SET TASKS:
1 – Reproduce the public bike service write-up between "As we can see, dis" and "the shorter one.", inclusive.
2 – According to the public bike service write-up, why is operator < reloaded? Answer in one to three sentences.
3 – Carry the public bike service write-up forward from its last line.

Introduction

The programme is aimed to simulate the management of a public bike service. Once a station is empty or full, it must be adjust to the perfect condition, so as all the other stations on the way from PBMC to the problem station.
To choose a best path, we need to consider the following three factors: distance, number of bikes sent from PBMC and number of those sent back. Their priorities are in a descending order in our consideration.
Generally the problem can be seen as an upgraded shortest path problem.

Algorithm Specification

First we need to store the edge value. For each station, we use a linked list(a[ ]) to store the value of all its edges, and then another linked list(first[ ])to store the head of every node’s edge list.
u, v and w are three variables appear in each of the N lines. We use fuction push to build a single directed edge and function AddEdge to build an undirected edge.

Store Edge Value

function push(const int& u, const int& v, const int& w)
    set a[e].v as v;
    set a[e].w as w;
    set a[e].next as first[u];
    set first[u] as e++;  

function AddEdge(const int& u, const int& v, const int& w)  
    push(u, v, w);
    push(v, u, w);

Function AddEdge is called N times since there are N edges.

Definition of struct Value

struct Value{
    int dis, take, now;
    Value(); 
    bool operator < (const Value& x) const ;
    }

Struct Value contains three factors we need to choose the best path.

Reload operator <
Since we need to make some comparison while deciding the best path, all the three factors mentioned before must be considered according to their priorities. Here we reload operator < to simplify our coding. After that we can directly judge between two stations to update our best solution.

Reload operator < 
    if dis eq. x.dis
        if take eq. x.take
            return now < x.now;
        else 
            return take < x.take
    return dis < x.dis;

As we can see, dis is the factor we give thought to in the first place, followed by take and now.

Dijkstra Algorithm
On the basis of all the work we have done, we can now adapt Dijkstra’s Algorithm to finally complete our job. But before that we must prove the feasibility of the idea.
It is crucial that all the edge values are positive. To illustrate the point, let’s look at an example. Once we have decided $dis_u$ = $dis_v$, then the conclusion is fixed and no extra adjustment shall be made later. That is to say, even if there is another way from u to v, it’s definitely true that $dis_v$+W > $dis_u$ because W is always positive. Thus, whatever the situation, $dis_u$ is still the shorter one.

void Solver()  {
    dis[0].dis = 0;                        
    Value tmp; int id;                          
    for (int T = 0; T <= n; ++T) {          
        tmp.dis = Inf;                      
        for (int i = 0; i <= n; ++i)

ENTRIES PROVIDED:
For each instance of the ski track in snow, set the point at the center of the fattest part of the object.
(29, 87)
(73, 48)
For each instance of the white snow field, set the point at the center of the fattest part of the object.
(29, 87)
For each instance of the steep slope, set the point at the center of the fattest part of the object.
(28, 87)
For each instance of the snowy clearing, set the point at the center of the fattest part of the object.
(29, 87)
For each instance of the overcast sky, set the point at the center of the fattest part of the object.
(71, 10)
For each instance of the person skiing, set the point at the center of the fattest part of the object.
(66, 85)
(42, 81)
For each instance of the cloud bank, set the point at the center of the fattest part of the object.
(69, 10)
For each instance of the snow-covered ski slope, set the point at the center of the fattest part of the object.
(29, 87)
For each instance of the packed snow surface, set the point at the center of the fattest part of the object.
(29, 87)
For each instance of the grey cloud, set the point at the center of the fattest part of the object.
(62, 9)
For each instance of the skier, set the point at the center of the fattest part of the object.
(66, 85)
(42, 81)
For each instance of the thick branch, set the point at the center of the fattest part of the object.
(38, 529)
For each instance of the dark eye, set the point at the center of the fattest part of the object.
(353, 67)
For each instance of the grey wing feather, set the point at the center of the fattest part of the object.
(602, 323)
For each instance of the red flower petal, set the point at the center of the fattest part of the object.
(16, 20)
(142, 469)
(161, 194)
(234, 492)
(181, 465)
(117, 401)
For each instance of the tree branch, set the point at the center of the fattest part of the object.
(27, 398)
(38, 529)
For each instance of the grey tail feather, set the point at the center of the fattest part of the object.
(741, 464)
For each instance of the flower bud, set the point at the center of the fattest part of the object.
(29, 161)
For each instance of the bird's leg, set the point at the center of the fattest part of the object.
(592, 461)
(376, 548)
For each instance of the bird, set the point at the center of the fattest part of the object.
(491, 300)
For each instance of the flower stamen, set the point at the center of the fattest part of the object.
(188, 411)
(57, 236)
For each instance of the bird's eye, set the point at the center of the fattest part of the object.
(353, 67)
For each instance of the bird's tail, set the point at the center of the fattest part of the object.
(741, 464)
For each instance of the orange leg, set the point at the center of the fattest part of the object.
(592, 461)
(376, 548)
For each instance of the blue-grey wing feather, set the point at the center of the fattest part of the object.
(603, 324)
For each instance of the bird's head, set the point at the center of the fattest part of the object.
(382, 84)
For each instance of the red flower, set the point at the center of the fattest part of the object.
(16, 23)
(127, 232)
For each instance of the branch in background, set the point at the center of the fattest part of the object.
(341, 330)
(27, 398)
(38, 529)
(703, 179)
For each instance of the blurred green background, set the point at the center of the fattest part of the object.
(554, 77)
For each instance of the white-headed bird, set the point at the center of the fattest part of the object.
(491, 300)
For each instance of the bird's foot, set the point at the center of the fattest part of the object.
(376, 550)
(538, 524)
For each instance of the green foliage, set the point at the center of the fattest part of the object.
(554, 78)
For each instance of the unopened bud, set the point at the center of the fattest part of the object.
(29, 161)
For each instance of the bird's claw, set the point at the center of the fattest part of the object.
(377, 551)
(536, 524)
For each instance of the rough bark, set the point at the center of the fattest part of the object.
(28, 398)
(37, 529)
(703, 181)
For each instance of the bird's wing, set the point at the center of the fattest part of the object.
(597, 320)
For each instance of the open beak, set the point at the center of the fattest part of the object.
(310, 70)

RESULTS OF THE EXERCISE:
1 –
As we can see, dis is the factor we give thought to in the first place, followed by take and now.

Dijkstra Algorithm
On the basis of all the work we have done, we can now adapt Dijkstra’s Algorithm to finally complete our job. But before that we must prove the feasibility of the idea.
It is crucial that all the edge values are positive. To illustrate the point, let’s look at an example. Once we have decided $dis_u$ = $dis_v$, then the conclusion is fixed and no extra adjustment shall be made later. That is to say, even if there is another way from u to v, it’s definitely true that $dis_v$+W > $dis_u$ because W is always positive. Thus, whatever the situation, $dis_u$ is still the shorter one.

2 – Deciding the best path requires comparisons in which all three factors (distance, bikes sent from PBMC, and bikes sent back) are weighed by priority. Reloading operator < simplifies the coding and lets two stations be judged directly to update the best solution.

3 –
            if (!vis[i] && dis[i] < tmp)       
                tmp = dis[i], id = i; 
        
        vis[id] = true;                     
        for (int i = first[id]; i; i = a[i].next) {
            tmp.dis = dis[id].dis + a[i].w;        

            if (dis[id].now + bike_num[a[i].v] < 0) 
                tmp.take = dis[id].take - bike_num[a[i].v] - dis[id].now, tmp.now = 0;
            else tmp.now = dis[id].now + bike_num[a[i].v], tmp.take = dis[id].take;

            if (tmp < dis[a[i].v])  
                dis[a[i].v] = tmp, prev[a[i].v] = id;  
        }
    }
}

N is the number of nodes and E is the number of edges. We can see that there is a double-nested loop, so the time complexity of the algorithm is $O(N^2+E)$. The space complexity is $O(N+E)$.

Function Print
Finally we use recursion to output the result.

Print(int x, bool opt)   
    if (!x) return printf("0->"), void();
    Print(prev[x], true);
    printf("%d", x);
    printf(opt ? "->" : " ");

Testing Results

Case 1:

100 7 7 9
30 40 70 70 40 30 0
0 1 2
0 2 2
0 3 2
1 4 2
2 5 1
3 6 2
4 7 2
5 7 1
6 7 2

A random case to test if the programme is able to work properly.
The expected output is 70 0->2->5->7 0.
Program output is 70 0->2->5->7 0.
Status: Pass.

Case 2:

A random case to test if the programme is able to work properly.
The expected output is 3 0->1->4 0.
Program output is 3 0->1->4 0.
Status: Pass.

Case 3:

10 7 7 8
3 3 8 8 8 9 0
0 1 3
0 2 6
1 3 4
2 4 1
3 5 3
4 6 2
5 7 1
6 7 2

A special case to test if the programme can output the path that requires minimum number of bikes taken back.
The expected output is 2 0->1->3->5->7 1.
Program output is 2 0->1->3->5->7 1.
Status: Pass.

Case 4:

A random case to test if the programme is able to work properly(only back).
The expected output is 0 0->2->4 5.
Program output is 0 0->2->4 5.
Status: Pass.

Analysis and Comments

Now we have get a $O(N^2+E)$ algorithm. However, we can do better.
Noticed that we use a for loop to find the best unvisited node. Its time complexity is $O(N)$. We can use heap to optimize it.
If a node doesn’t in the heap, it’s easy. We just push it and its value into the heap. But what if it’s in the heap? We still push it and its value into the heap if this node have better value. Because we will first get this node with better value and we just need to judge if the node pop from heap is visited. Thus, we optimize this process to $O(logN)$. But this project’s N will not be bigger than 500, we can use $O(N^2+E)$ algorithm to solve this problem.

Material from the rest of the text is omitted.